▸ Source extract:

The opt out notice relevantly informed group members as follows:
Litigation Funder’s Remuneration
4.8.In exchange for paying the Applicants’ legal costs and agreeing to pay adverse costs and security for costs, the Litigation Funder may seek to be paid an amount (remuneration) out of any settlement or Court awarded compensation in the event of a successful outcome.
4.9. If any compensation becomes payable as a result of any order, judgment, or settlement in the class action, the Applicants and/or the Litigation Funder may ask the Court to make an order that some of that compensation recovered for Class Members be used to pay the Litigation Funder’s remuneration.
4.10. The amount of the Litigation Funder’s remuneration must be approved by the Federal Court. The Court will only make an order for remuneration to be paid to the Litigation Funder in an amount that the Court considers appropriate. If the Applicants and/or Litigation Funder seek an order for remuneration, the amount they seek will not exceed 2.5 x the amount spent by the Litigation Funder on the class action, plus between 5% and 12.5% of any settlement or judgment sum recovered for Class Members, plus certain fees as may be approved by the Court.
(Emphasis added.)
In my view that information was likely to be difficult to understand for many group members and uninformative without their also being informed about how much the Funder had spent on the class action. Another difficulty with that information is that the Funder seeks funding charges calculated as 2.5 x legal costs plus 12.5% of part of the settlement sum, plus ATE insurance costs, and that is not clearly stated.
The Notice of Proposed Settlement informed group members as follows:
Litigation Funding Costs and ATE Insurance
26. Augusta will seek payment of a litigation funding commission which will total approximately $18 million.
27. In addition, Augusta has secured ‘After the Event’ (ATE) insurance to cover the lead Applicants’ risk of being ordered to pay the Respondent’s legal costs in the event of an unsuccessful outcome and in order to provide security for the Respondent’s costs during the conduct of the Proceeding. ATE insurance costs are estimated to total approximately $5 million and will be sought by Augusta to be paid from the Settlement Sum.
28. Augusta has entered into a Litigation Funding Agreement with each of the Lead Applicants. Slater and Gordon has entered into a Conditional Legal Costs Agreement with each of the Lead Applicants. Legal costs and funding charges have been agreed to by each of the Lead Applicants. Augusta and Slater and Gordon will seek a common fund order (CFO) from the Court as part of the Settlement Approval which will seek to deduct payments for total legal costs and funding costs from the Settlement Sum and that each group member shares equally in the payment of these costs. The Court will need to be satisfied that sharing the costs in this way under a CFO is fair and reasonable to Group Members.

▸ Tasks and exercises:
[a] In the litigation funding excerpt, roughly how much are the ATE insurance costs estimated to total?
[b] Please transcribe the stretch of the litigation funding excerpt from "The opt out" through "Litigation Funder’s remuneration.".
[c] Translate this sentence from the litigation funding excerpt into Spanish: "The amount of the Litigation Funder’s remuneration must be approved by the Federal Court."

▸ Dataset content:

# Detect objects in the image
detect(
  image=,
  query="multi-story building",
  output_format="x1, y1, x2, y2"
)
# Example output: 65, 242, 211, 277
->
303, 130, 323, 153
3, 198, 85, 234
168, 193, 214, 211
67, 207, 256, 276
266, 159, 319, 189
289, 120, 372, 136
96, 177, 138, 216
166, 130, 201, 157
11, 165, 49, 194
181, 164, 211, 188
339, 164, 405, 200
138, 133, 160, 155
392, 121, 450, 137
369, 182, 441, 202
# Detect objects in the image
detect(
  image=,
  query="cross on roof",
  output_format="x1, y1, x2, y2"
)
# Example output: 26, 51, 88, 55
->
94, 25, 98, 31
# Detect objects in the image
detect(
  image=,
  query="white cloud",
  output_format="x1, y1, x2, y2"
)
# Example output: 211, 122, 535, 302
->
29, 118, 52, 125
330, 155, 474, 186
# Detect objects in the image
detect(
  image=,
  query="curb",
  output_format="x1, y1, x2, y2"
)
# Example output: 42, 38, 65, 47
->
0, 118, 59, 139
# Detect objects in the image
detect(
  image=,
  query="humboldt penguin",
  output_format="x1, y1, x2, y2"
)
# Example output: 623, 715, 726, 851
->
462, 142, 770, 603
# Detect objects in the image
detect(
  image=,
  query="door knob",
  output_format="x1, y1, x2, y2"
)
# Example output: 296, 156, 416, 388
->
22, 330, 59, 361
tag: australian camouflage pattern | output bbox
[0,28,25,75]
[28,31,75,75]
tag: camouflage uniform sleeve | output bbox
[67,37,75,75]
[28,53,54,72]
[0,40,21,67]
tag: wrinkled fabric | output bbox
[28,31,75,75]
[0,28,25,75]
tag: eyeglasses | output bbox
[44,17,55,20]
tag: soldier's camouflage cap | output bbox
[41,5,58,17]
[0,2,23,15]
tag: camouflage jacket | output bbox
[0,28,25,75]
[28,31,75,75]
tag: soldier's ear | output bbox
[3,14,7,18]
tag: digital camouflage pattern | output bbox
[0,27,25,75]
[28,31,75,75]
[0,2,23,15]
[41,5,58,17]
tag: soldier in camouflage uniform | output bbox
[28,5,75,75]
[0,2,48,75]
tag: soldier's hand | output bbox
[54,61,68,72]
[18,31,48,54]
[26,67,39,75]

▸ Solution list:
[a] Approximately $5 million.

[b]
The opt out notice relevantly informed group members as follows:
Litigation Funder’s Remuneration
4.8.In exchange for paying the Applicants’ legal costs and agreeing to pay adverse costs and security for costs, the Litigation Funder may seek to be paid an amount (remuneration) out of any settlement or Court awarded compensation in the event of a successful outcome.
4.9. If any compensation becomes payable as a result of any order, judgment, or settlement in the class action, the Applicants and/or the Litigation Funder may ask the Court to make an order that some of that compensation recovered for Class Members be used to pay the Litigation Funder’s remuneration.

[c] El monto de la remuneración del Financiador del Litigio debe ser aprobado por el Tribunal Federal.